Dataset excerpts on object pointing

— START —

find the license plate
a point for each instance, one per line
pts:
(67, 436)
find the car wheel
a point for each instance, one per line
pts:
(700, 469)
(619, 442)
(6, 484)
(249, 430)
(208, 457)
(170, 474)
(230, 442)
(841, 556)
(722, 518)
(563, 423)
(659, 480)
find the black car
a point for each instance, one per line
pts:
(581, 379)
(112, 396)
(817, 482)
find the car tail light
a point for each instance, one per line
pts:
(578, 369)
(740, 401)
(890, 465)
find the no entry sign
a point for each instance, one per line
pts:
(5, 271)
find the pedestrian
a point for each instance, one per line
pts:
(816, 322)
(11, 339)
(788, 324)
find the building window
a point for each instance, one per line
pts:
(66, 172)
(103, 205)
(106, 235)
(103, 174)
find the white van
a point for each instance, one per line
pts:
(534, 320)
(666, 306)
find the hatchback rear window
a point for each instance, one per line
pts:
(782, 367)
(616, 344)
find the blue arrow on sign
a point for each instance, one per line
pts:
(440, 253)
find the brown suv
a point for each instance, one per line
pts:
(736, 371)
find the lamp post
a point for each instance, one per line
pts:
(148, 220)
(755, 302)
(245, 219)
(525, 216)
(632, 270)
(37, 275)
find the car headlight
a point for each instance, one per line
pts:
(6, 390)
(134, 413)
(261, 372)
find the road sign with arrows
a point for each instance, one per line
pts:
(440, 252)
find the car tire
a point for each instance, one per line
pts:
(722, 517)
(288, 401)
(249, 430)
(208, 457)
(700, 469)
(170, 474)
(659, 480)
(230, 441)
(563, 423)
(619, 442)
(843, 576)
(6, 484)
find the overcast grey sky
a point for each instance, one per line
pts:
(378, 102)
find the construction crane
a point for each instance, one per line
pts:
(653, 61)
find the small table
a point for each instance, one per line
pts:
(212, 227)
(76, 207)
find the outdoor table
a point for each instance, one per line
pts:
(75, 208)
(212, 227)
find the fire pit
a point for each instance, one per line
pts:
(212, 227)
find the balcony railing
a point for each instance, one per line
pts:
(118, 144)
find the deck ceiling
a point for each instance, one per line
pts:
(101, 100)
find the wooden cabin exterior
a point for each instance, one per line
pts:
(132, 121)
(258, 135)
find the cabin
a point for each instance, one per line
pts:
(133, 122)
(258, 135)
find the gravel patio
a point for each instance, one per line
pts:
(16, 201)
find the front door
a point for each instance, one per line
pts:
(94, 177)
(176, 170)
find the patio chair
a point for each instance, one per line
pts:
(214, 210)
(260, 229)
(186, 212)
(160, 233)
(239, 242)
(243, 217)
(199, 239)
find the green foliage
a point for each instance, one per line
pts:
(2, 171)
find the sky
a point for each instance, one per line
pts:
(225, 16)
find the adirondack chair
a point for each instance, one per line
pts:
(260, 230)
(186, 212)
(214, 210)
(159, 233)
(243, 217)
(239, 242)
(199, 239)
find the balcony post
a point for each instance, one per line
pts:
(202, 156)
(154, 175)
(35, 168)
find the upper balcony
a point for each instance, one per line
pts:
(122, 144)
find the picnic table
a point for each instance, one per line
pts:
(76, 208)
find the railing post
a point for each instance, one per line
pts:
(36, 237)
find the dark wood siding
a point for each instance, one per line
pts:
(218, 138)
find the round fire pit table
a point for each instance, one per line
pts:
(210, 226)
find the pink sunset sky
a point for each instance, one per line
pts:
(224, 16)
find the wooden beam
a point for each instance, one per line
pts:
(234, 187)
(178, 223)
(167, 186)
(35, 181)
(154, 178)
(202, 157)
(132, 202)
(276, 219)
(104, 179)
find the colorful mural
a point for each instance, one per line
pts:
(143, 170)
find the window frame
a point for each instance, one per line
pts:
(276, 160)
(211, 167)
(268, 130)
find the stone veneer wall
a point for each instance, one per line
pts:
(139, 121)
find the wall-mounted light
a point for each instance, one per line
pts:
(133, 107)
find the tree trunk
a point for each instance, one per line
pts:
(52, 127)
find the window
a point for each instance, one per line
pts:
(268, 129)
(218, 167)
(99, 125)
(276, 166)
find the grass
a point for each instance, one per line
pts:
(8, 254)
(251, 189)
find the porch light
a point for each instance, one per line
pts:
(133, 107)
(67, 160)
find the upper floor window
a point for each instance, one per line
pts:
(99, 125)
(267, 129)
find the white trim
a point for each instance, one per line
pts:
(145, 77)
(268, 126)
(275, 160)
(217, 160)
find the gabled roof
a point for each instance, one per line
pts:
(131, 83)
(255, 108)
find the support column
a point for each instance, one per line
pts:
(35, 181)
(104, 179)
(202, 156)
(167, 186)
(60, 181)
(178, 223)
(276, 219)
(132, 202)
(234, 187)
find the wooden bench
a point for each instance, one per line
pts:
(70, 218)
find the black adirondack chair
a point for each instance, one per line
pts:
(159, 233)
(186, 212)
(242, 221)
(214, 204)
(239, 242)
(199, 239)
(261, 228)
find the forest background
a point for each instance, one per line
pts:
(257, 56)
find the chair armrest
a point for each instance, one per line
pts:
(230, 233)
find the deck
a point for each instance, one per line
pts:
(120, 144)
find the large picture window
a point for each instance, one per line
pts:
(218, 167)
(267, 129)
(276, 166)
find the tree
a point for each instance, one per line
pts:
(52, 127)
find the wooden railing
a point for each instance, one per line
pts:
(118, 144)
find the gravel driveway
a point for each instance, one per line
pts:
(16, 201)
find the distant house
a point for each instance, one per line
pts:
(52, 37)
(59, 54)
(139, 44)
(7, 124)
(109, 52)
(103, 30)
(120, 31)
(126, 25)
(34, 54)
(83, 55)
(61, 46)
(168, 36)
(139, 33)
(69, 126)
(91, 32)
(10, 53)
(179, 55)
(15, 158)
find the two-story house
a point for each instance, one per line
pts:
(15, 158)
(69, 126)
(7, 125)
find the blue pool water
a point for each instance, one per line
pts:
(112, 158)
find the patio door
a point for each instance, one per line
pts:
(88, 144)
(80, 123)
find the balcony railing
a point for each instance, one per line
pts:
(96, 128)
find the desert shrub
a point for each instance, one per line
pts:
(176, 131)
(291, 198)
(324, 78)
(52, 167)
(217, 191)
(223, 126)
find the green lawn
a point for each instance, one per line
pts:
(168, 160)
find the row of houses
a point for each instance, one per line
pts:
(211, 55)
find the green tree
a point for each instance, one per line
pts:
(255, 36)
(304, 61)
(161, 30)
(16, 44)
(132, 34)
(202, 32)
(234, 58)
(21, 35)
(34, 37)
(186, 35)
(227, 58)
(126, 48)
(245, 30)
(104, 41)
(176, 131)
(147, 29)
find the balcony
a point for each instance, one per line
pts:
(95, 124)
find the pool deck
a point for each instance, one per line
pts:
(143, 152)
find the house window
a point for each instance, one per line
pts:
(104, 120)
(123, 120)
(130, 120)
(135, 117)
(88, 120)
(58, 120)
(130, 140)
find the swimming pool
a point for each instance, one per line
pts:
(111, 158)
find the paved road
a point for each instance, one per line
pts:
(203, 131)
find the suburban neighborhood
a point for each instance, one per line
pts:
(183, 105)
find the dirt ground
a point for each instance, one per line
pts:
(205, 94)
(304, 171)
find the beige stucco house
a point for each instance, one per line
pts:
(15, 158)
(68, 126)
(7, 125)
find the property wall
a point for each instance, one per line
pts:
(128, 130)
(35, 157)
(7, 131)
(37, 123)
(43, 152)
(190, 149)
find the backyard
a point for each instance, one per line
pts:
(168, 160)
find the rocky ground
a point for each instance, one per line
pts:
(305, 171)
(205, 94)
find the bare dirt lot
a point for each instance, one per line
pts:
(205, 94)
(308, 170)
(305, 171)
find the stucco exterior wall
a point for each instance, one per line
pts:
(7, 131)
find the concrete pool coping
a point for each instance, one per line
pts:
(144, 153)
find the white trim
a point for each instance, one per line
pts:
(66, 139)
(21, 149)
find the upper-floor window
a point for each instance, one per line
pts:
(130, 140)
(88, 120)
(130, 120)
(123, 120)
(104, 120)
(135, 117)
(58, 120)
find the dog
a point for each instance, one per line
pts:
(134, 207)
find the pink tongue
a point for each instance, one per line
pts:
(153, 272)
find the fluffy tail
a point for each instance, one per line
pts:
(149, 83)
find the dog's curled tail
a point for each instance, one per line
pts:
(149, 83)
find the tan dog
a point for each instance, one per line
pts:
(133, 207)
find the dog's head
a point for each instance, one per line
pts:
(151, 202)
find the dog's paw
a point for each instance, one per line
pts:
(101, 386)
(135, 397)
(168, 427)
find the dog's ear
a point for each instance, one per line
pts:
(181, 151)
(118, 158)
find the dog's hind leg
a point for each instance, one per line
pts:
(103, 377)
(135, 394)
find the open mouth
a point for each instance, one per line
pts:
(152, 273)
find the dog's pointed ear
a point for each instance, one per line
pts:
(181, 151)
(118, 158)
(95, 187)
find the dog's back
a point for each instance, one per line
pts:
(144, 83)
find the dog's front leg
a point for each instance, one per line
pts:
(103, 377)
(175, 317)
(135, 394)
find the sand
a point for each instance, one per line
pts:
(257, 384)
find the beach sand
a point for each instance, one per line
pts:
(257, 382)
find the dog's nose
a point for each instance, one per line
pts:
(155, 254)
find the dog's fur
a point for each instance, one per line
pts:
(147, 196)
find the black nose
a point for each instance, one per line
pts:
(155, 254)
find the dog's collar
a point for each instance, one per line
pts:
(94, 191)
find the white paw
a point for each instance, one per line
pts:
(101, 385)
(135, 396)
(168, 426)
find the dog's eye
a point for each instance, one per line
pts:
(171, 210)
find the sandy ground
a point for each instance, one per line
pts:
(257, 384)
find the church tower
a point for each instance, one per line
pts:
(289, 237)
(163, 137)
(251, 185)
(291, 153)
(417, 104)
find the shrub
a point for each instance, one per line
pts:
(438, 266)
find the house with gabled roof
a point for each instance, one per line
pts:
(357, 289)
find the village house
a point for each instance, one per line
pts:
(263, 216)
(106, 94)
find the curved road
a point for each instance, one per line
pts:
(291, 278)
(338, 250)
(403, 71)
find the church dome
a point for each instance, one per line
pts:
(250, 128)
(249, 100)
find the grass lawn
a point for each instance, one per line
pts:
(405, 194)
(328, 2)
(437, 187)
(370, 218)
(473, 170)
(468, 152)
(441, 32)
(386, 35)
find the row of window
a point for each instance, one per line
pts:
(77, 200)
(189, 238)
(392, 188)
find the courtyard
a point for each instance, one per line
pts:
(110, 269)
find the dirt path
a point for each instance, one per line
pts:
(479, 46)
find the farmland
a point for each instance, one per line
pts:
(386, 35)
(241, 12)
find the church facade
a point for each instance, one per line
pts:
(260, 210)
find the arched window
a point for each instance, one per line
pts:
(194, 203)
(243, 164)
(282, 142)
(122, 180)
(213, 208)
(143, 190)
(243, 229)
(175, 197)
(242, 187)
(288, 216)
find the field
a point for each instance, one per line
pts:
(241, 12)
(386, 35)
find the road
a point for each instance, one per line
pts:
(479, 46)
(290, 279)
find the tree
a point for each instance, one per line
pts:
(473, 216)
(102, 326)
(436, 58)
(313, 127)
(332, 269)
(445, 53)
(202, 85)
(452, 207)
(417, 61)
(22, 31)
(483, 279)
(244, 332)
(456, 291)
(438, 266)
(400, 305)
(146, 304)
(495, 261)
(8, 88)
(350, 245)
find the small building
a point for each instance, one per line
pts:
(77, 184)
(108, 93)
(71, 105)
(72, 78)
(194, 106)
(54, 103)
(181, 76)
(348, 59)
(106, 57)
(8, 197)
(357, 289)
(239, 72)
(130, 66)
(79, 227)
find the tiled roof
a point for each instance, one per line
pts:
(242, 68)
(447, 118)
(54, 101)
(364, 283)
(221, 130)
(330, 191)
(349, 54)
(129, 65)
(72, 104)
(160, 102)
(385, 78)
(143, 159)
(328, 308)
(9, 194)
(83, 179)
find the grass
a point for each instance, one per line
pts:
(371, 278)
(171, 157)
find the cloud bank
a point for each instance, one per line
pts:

— END —

--- The request ---
The answer consists only of the lines from the one containing "find the small building" to the end of the records, each written out exactly.

--- In response ---
find the small building
a point for each instance, one per line
pts:
(77, 184)
(108, 93)
(71, 105)
(72, 78)
(194, 106)
(54, 103)
(181, 76)
(348, 59)
(106, 57)
(8, 197)
(357, 289)
(239, 72)
(130, 66)
(79, 227)
find the tiled roof
a point for each instance, one per line
pts:
(242, 68)
(447, 118)
(54, 101)
(364, 283)
(221, 130)
(330, 191)
(349, 54)
(129, 65)
(72, 104)
(160, 102)
(385, 78)
(143, 159)
(328, 308)
(9, 194)
(83, 179)
find the grass
a point for each instance, one per line
pts:
(371, 278)
(171, 157)
find the cloud bank
a point for each instance, one per line
pts:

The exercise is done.